— START OF RAW DATA —

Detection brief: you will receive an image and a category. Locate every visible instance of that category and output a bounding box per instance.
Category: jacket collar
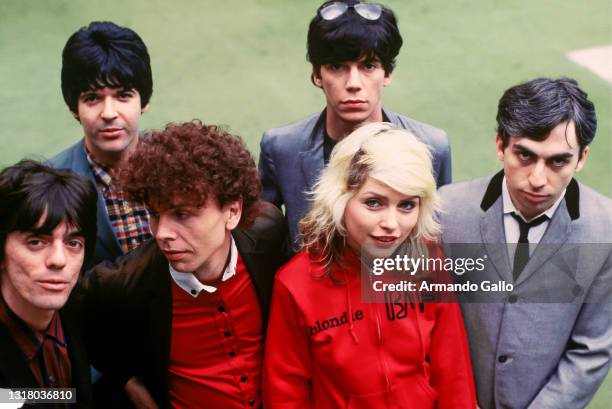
[480,170,580,220]
[298,107,402,191]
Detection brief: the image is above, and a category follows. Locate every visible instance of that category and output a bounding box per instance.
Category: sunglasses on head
[319,1,383,21]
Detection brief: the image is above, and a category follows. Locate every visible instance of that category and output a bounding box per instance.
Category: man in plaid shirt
[50,22,153,267]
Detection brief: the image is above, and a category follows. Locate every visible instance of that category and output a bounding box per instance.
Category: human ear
[224,199,242,230]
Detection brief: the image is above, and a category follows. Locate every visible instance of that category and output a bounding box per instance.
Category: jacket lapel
[72,141,123,254]
[480,172,513,283]
[298,111,326,191]
[516,184,579,284]
[480,198,513,283]
[60,298,92,407]
[0,323,40,388]
[149,245,172,401]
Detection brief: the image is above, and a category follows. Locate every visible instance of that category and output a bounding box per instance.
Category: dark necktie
[510,212,548,281]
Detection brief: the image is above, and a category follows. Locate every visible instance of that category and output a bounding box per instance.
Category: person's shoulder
[235,202,287,251]
[385,110,449,150]
[47,139,85,169]
[276,250,324,292]
[438,175,493,204]
[261,113,321,148]
[82,239,161,293]
[578,183,612,230]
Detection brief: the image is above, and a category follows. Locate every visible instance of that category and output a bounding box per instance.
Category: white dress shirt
[168,237,238,298]
[502,176,565,267]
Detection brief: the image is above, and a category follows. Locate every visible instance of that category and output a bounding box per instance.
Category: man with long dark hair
[0,160,97,408]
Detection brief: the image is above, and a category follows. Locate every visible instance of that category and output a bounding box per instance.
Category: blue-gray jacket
[259,108,451,248]
[48,139,123,268]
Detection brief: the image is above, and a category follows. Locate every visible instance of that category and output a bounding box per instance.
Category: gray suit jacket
[49,139,123,268]
[259,108,451,247]
[440,172,612,409]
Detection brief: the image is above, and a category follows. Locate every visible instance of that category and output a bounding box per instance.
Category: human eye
[398,199,419,212]
[26,236,46,250]
[363,197,382,209]
[516,151,532,162]
[362,61,380,71]
[81,92,98,104]
[117,90,134,100]
[550,158,569,168]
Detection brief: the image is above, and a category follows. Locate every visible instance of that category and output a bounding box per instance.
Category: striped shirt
[0,297,72,388]
[85,149,152,253]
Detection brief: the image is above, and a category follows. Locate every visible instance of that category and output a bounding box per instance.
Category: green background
[0,0,612,409]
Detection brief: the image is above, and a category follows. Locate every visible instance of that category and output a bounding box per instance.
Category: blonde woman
[263,123,476,409]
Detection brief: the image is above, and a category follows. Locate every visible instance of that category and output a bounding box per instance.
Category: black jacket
[0,297,92,409]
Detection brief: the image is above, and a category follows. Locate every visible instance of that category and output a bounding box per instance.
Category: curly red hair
[120,120,261,227]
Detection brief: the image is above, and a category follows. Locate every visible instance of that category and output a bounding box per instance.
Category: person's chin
[33,293,70,311]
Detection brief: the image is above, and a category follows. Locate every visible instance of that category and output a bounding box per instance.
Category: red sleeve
[430,304,476,409]
[262,279,311,409]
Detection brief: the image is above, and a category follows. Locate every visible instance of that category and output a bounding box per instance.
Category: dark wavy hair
[306,0,403,75]
[0,160,98,265]
[497,78,597,152]
[62,21,153,113]
[120,120,261,227]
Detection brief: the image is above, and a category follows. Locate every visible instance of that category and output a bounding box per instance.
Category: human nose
[151,215,176,241]
[380,208,399,232]
[346,66,362,91]
[102,95,117,121]
[46,241,66,270]
[528,161,547,189]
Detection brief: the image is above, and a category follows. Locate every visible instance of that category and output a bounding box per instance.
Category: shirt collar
[502,176,565,221]
[83,142,113,187]
[168,236,238,298]
[0,296,66,361]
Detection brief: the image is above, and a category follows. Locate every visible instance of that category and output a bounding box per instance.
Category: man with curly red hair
[80,121,286,408]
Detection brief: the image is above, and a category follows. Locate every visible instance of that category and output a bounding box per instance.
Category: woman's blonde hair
[299,122,440,267]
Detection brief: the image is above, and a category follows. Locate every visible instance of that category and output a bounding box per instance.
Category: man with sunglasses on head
[259,1,451,248]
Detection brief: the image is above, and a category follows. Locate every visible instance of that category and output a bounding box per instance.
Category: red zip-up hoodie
[263,247,476,409]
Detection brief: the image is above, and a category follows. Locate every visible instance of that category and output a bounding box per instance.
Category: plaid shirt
[0,296,72,396]
[85,149,152,253]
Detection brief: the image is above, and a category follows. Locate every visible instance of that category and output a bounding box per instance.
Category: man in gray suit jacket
[259,1,451,247]
[49,22,153,267]
[440,78,612,409]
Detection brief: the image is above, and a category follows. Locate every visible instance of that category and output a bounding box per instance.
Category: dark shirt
[0,296,72,388]
[322,111,390,166]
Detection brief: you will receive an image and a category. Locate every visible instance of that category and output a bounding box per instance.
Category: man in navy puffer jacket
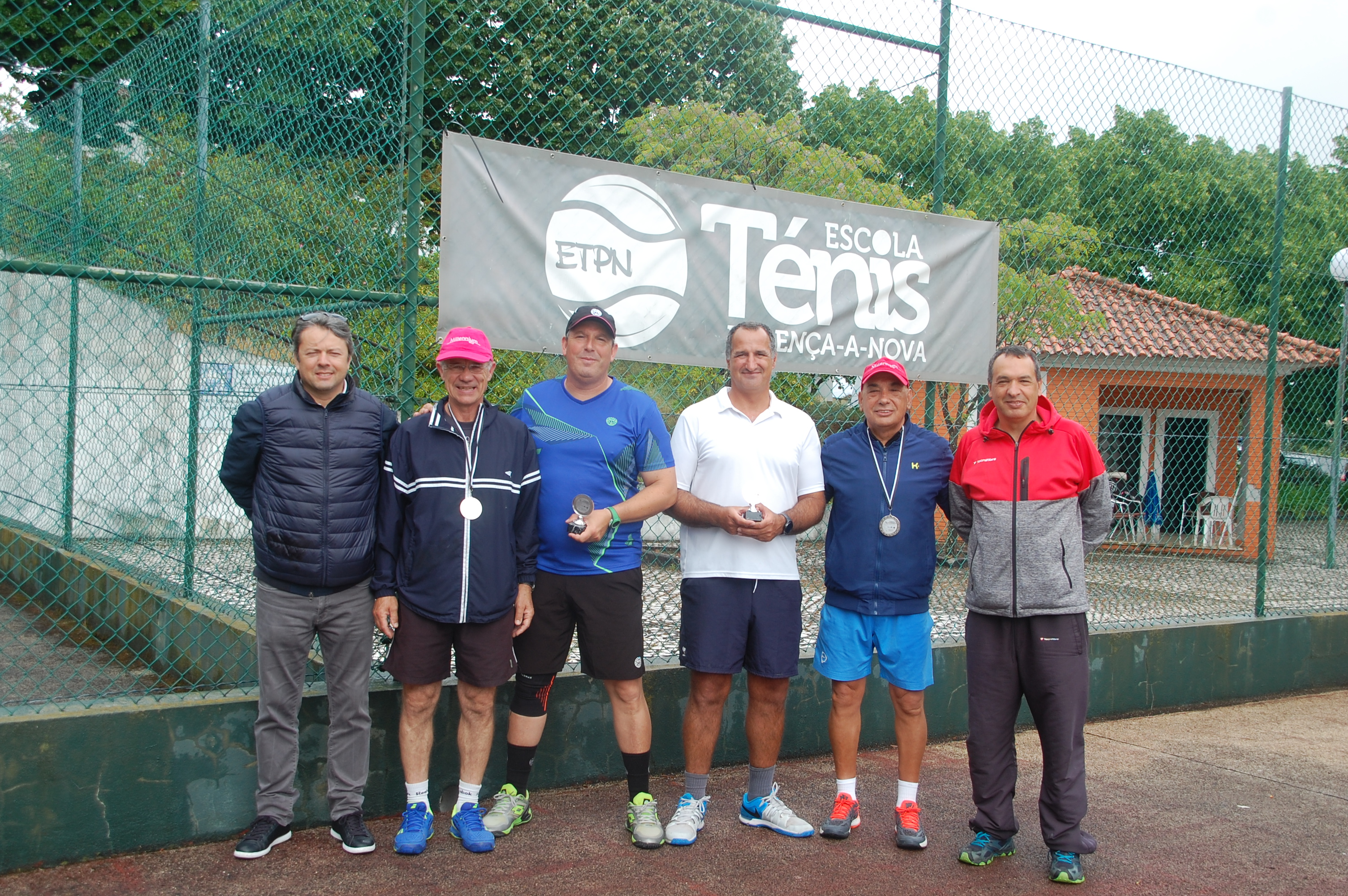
[220,311,397,858]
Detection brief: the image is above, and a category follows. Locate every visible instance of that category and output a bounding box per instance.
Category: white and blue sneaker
[449,803,496,853]
[665,793,712,846]
[393,803,436,856]
[740,784,814,837]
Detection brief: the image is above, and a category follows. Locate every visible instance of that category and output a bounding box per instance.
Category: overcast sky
[954,0,1348,107]
[779,0,1348,163]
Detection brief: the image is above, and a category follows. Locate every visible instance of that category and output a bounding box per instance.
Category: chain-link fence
[0,0,1348,713]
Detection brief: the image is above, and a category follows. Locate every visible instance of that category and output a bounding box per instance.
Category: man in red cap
[371,326,539,854]
[814,358,951,849]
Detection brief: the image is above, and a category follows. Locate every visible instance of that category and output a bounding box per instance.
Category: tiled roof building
[1034,267,1339,375]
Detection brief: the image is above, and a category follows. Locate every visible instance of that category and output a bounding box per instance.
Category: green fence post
[397,0,426,419]
[1255,87,1292,616]
[60,81,83,550]
[182,0,210,597]
[932,0,951,214]
[1325,284,1348,570]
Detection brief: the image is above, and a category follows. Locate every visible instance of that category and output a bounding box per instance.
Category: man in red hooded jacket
[951,345,1114,884]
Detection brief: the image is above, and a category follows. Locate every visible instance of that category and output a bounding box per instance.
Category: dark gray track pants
[254,579,375,825]
[964,612,1096,853]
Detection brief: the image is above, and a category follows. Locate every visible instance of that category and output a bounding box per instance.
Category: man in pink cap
[814,358,951,849]
[371,326,539,854]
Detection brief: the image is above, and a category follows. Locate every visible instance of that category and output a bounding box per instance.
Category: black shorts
[515,567,646,682]
[384,602,515,687]
[678,578,801,678]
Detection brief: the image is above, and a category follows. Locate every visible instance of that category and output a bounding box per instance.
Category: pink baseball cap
[861,358,908,385]
[436,326,493,364]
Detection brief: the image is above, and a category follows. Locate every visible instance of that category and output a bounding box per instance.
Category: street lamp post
[1325,248,1348,570]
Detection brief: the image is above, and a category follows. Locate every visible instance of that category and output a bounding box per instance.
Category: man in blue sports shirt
[493,306,675,849]
[814,358,952,849]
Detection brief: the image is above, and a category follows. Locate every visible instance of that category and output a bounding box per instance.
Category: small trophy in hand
[566,495,595,535]
[744,489,763,523]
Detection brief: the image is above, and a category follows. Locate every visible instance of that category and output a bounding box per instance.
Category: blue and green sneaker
[1049,849,1086,884]
[960,831,1015,868]
[393,803,436,856]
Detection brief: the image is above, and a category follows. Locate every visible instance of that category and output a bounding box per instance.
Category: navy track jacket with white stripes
[369,399,539,622]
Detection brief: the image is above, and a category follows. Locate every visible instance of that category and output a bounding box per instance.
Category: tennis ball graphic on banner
[543,174,687,348]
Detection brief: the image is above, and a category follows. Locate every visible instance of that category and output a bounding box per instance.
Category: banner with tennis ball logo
[440,134,998,383]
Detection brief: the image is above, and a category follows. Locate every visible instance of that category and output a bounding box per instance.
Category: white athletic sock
[454,777,483,815]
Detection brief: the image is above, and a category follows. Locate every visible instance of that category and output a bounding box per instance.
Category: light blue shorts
[814,603,936,691]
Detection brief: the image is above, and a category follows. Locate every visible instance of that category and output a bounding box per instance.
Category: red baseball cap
[861,358,908,385]
[436,326,493,364]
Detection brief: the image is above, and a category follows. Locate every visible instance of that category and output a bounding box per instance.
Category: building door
[1161,416,1212,534]
[1100,414,1147,497]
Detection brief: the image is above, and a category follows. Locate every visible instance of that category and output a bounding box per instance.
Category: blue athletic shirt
[510,377,674,575]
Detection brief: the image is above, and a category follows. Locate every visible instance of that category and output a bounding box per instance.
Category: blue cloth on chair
[1142,470,1161,526]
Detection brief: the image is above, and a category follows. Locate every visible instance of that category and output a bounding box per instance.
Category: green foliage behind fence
[0,0,1348,705]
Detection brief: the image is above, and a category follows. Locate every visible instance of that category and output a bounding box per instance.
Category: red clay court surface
[0,691,1348,896]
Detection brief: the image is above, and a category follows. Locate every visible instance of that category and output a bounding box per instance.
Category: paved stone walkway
[0,690,1348,896]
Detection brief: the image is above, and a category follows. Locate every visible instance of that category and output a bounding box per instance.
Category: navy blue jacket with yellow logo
[822,420,951,616]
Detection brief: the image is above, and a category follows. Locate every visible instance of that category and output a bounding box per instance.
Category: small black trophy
[566,495,595,535]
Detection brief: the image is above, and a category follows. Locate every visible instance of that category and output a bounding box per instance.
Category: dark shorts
[384,602,515,687]
[515,567,646,682]
[678,578,801,678]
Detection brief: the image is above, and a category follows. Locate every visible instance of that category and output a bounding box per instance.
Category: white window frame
[1096,407,1161,496]
[1157,408,1221,495]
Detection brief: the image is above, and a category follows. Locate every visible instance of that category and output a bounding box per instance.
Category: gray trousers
[254,579,375,825]
[964,612,1096,853]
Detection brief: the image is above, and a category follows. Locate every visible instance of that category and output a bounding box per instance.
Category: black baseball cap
[566,305,618,337]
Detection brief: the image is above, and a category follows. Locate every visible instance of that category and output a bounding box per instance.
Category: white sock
[454,777,483,815]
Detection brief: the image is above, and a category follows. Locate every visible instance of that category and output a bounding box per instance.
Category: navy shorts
[678,578,801,678]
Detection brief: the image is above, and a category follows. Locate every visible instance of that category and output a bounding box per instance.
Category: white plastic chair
[1196,495,1235,547]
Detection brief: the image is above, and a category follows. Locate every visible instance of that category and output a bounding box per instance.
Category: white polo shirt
[670,387,824,579]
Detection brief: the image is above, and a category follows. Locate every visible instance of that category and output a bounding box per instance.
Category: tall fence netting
[0,0,1348,713]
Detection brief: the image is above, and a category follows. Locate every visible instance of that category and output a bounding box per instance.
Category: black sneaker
[329,809,375,854]
[234,815,290,858]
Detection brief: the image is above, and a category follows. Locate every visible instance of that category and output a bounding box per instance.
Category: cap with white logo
[566,305,618,336]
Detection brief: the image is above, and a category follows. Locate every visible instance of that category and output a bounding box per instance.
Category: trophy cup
[744,488,763,523]
[566,495,595,535]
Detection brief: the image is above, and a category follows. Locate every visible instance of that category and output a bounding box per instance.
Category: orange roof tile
[1033,267,1339,366]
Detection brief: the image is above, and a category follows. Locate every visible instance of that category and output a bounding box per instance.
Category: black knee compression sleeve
[510,672,557,718]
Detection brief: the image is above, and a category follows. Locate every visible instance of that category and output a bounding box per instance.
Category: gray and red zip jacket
[951,396,1114,616]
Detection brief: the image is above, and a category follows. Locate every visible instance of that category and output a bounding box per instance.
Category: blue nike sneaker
[449,803,496,853]
[393,803,436,856]
[740,784,814,837]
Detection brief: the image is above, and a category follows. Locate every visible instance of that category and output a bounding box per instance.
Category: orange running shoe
[820,793,861,840]
[894,799,926,849]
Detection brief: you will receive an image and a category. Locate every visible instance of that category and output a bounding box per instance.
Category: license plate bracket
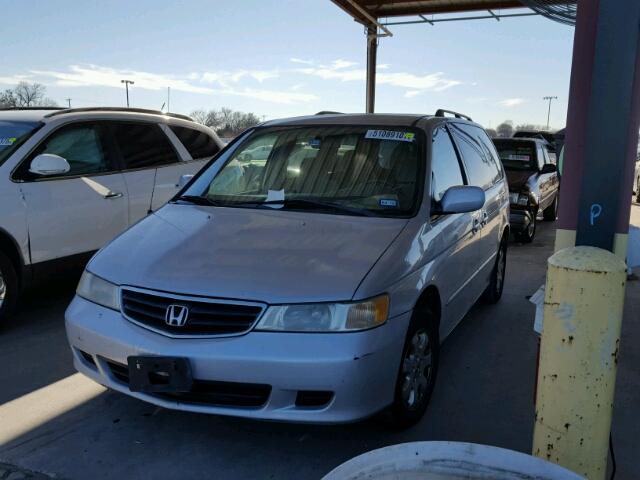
[127,356,193,393]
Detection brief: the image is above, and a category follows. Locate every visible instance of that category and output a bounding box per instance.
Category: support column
[366,25,378,113]
[556,0,640,258]
[533,247,626,480]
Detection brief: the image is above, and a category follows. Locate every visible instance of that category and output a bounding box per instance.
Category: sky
[0,0,573,128]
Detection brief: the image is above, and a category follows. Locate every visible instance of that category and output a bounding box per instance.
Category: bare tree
[0,82,57,107]
[191,107,260,137]
[496,120,513,137]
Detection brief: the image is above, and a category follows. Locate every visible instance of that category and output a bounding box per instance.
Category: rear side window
[169,125,220,159]
[111,123,178,169]
[431,127,464,202]
[451,124,501,190]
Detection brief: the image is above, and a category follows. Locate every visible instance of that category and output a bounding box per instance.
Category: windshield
[0,120,41,164]
[182,126,422,216]
[494,140,538,171]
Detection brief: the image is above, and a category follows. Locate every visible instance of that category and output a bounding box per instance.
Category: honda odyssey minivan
[66,110,509,426]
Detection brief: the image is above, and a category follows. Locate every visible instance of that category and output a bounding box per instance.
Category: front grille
[121,288,264,336]
[106,360,271,408]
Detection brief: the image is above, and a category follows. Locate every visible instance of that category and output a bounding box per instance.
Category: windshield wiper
[224,198,374,217]
[176,195,220,207]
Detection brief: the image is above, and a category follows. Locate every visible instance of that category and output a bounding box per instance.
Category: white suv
[0,108,223,323]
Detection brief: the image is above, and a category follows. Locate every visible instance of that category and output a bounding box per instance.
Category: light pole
[120,80,135,108]
[542,97,558,130]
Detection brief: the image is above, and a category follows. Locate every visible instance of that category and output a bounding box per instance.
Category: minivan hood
[88,204,407,303]
[507,170,536,192]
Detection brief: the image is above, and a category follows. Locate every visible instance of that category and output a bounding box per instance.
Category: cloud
[291,59,462,98]
[498,98,524,108]
[31,64,213,94]
[28,64,318,104]
[0,75,31,86]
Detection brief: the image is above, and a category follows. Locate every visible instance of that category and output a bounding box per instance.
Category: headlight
[256,295,389,332]
[76,270,120,310]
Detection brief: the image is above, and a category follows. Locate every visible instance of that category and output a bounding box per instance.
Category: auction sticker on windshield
[364,130,416,142]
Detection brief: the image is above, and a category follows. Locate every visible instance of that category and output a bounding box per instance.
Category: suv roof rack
[45,107,194,122]
[436,108,473,122]
[0,107,64,112]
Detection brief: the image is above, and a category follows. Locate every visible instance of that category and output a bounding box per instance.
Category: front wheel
[387,309,440,429]
[0,252,18,326]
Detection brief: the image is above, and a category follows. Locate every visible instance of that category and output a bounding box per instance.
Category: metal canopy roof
[332,0,524,25]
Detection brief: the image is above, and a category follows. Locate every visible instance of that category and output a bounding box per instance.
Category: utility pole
[120,80,135,108]
[542,97,558,130]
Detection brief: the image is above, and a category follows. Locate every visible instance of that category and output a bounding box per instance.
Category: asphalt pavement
[0,213,640,480]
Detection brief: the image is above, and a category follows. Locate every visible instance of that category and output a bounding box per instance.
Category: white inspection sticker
[364,130,416,142]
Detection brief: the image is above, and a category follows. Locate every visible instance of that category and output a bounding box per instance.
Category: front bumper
[65,297,410,423]
[509,205,533,233]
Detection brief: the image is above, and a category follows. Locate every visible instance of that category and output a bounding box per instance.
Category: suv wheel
[387,309,440,429]
[542,195,558,222]
[484,235,507,303]
[516,212,538,243]
[0,252,18,325]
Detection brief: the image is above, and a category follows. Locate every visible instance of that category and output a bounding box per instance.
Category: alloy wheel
[402,328,433,409]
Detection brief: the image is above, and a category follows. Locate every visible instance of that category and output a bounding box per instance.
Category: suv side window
[169,125,220,160]
[431,127,464,202]
[111,123,179,170]
[16,123,115,180]
[451,124,498,190]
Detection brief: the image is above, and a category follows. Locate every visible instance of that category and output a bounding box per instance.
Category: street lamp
[542,97,558,130]
[120,80,135,108]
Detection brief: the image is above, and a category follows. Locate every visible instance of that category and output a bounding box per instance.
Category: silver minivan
[66,110,509,426]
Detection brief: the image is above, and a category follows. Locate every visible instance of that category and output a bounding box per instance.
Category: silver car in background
[66,111,509,426]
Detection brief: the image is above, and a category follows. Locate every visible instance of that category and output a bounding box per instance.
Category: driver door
[14,122,128,263]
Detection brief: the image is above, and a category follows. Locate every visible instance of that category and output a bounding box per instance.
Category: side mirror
[176,175,193,188]
[29,153,71,177]
[438,185,485,214]
[540,163,558,174]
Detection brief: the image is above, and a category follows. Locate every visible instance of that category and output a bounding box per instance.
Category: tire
[516,212,538,243]
[542,195,558,222]
[0,252,18,326]
[483,235,508,303]
[385,309,440,429]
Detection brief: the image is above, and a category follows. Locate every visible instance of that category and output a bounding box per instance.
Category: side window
[536,142,545,169]
[17,123,113,180]
[169,125,220,160]
[431,127,464,202]
[452,126,497,190]
[111,123,179,169]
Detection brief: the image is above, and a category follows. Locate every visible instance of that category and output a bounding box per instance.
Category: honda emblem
[164,305,189,327]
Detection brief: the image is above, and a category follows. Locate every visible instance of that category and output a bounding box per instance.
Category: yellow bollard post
[533,247,626,480]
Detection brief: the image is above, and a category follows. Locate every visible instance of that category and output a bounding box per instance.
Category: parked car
[66,111,509,426]
[493,138,560,243]
[0,108,221,323]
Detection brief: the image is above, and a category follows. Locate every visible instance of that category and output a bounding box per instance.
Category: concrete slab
[0,218,640,480]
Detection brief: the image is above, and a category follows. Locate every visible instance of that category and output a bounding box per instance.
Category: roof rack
[0,107,64,112]
[436,108,473,122]
[45,107,194,122]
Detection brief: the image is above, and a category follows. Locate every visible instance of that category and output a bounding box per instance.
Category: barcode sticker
[364,130,416,142]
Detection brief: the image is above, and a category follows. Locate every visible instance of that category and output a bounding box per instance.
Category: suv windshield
[0,120,42,164]
[178,126,423,216]
[493,140,538,171]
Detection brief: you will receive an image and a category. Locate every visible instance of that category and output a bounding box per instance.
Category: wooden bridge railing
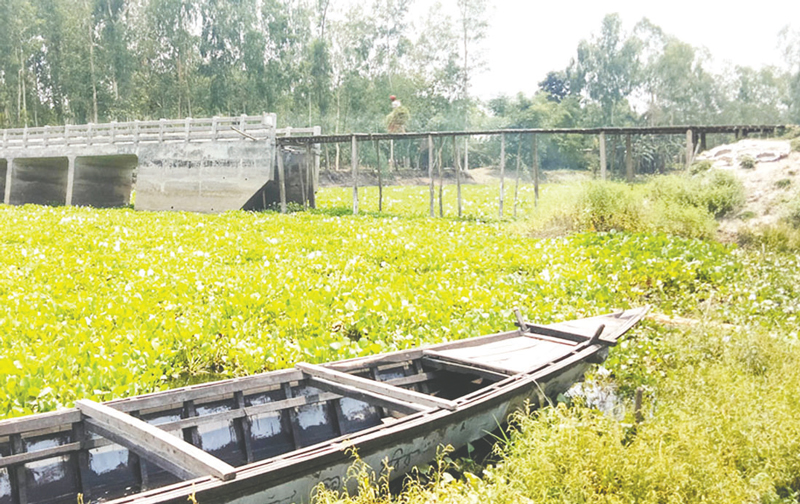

— END OF RAW DATA —

THE EXERCISE =>
Retype the entries verbatim, starting at their very first line and ending at the line that contains "[48,139,123,268]", including that line. Omit the pictures from your copy.

ANSWER TO THIS EXERCISE =>
Detection brief: you will receive an image and a category. Locate every visible instance of that category and output a bounding box per instance.
Category: jacket collar
[480,170,580,220]
[298,107,402,191]
Detection brief: the image is above, and a category follows. Locate every visible instance of that category and output a bounding box per instance.
Category: sunglasses on head
[319,1,383,21]
Detection brief: the image is above, and a category follows. Locate every visible instance of that category and output a bounding box per instance.
Category: man in plaid shirt
[50,22,153,267]
Detection brief: the image is above, and a category follows. Locate every visible instance of that category and output a bounding box per instance.
Category: human ear
[224,199,242,230]
Detection brief: the image is above, and a category follows. Locate every visible instance of that category and output a bounding box per instance.
Category: jacket lapel
[72,141,123,254]
[480,172,513,283]
[298,111,326,191]
[516,184,579,284]
[480,198,513,283]
[60,298,92,407]
[0,323,40,388]
[149,245,172,401]
Detection brief: the image is above, and a category follows. Locate every visible instance of that category and output a bounding box per instance.
Category: dark necktie
[510,212,548,281]
Detection brief: the image is above, and a category follows. Locate every visible instance of that category and output a bounding box per instance.
Category: person's shoulder
[235,202,287,251]
[385,110,449,150]
[47,139,85,169]
[276,250,324,292]
[438,175,493,204]
[261,113,321,148]
[82,239,161,293]
[578,183,612,230]
Detection brief: the image is above, and a category follows. Locate every visible instance of that category and output a bounding box per instance.
Category: white dress shirt
[168,237,238,298]
[502,176,565,267]
Detection brief: the image is above, and a category follows. Locate every visible instance of that category and output a bounding box per instance.
Category: man with long dark hair
[0,160,97,408]
Detection brief: the image is above, and a category follows. Locate every visible instance of that category and output a bounding box per instance.
Category: blue-gray jacket
[259,108,451,248]
[48,139,123,268]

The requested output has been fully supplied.